──────── DATENSATZINHALT

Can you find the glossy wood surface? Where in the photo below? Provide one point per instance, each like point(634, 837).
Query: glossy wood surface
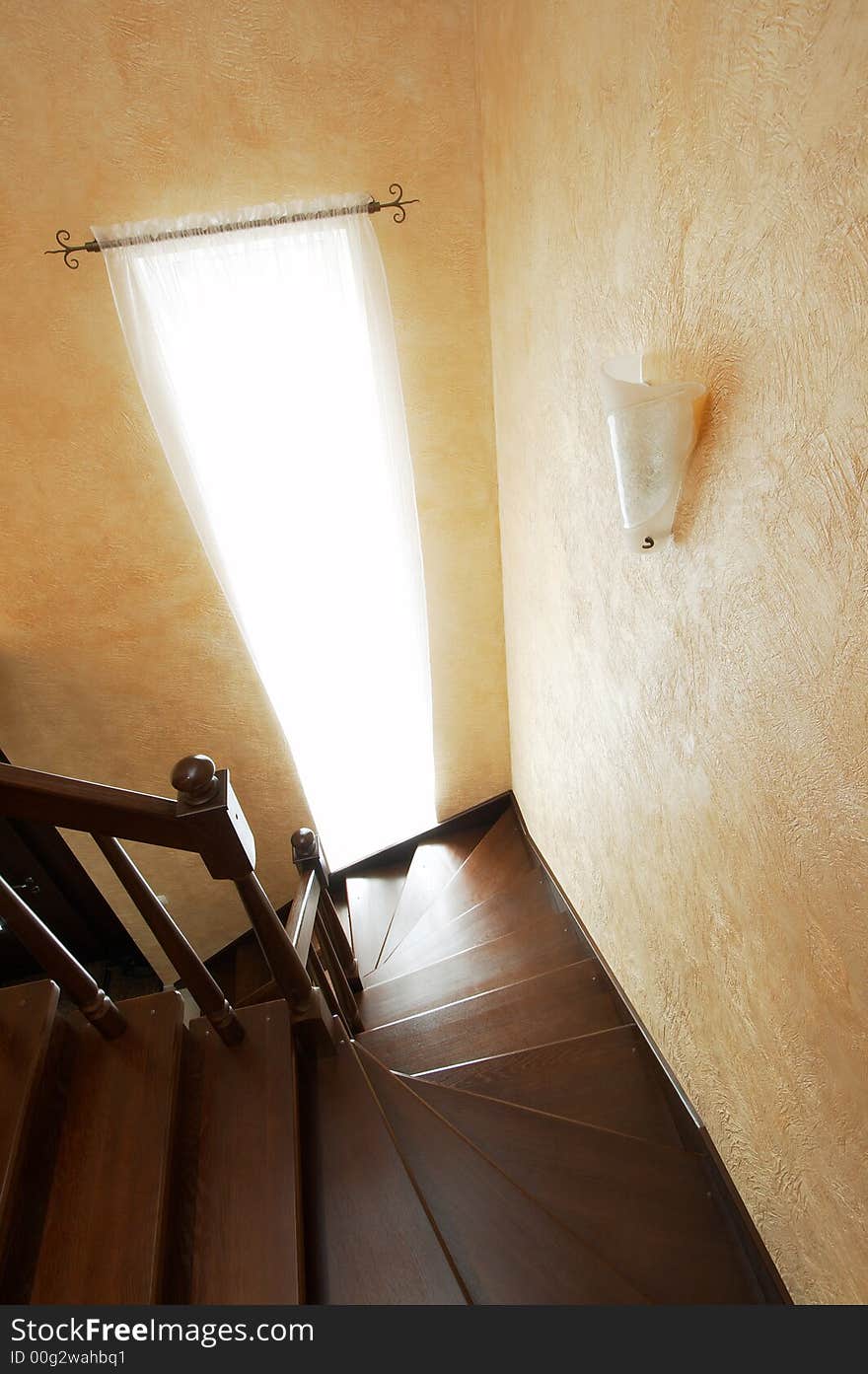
point(27, 1024)
point(371, 901)
point(492, 867)
point(553, 1006)
point(242, 1222)
point(608, 1079)
point(105, 1223)
point(646, 1208)
point(542, 946)
point(521, 905)
point(371, 1240)
point(431, 867)
point(507, 1248)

────────────────

* _AUFGABENSTELLUNG_: Formatieren Sie sämtliche Zeilen der Datensätze als nummerierte Liste ohne Leerzeilen. Die Bilder werden dabei nicht übernommen.

* _LÖSUNG_:
1. Can you find the glossy wood surface? Where in the photo below? Provide one point per instance, each like point(634, 837).
2. Query: glossy wood surface
3. point(27, 1024)
4. point(371, 901)
5. point(492, 867)
6. point(553, 1006)
7. point(242, 1222)
8. point(608, 1079)
9. point(105, 1223)
10. point(646, 1208)
11. point(542, 946)
12. point(521, 905)
13. point(371, 1240)
14. point(431, 867)
15. point(507, 1248)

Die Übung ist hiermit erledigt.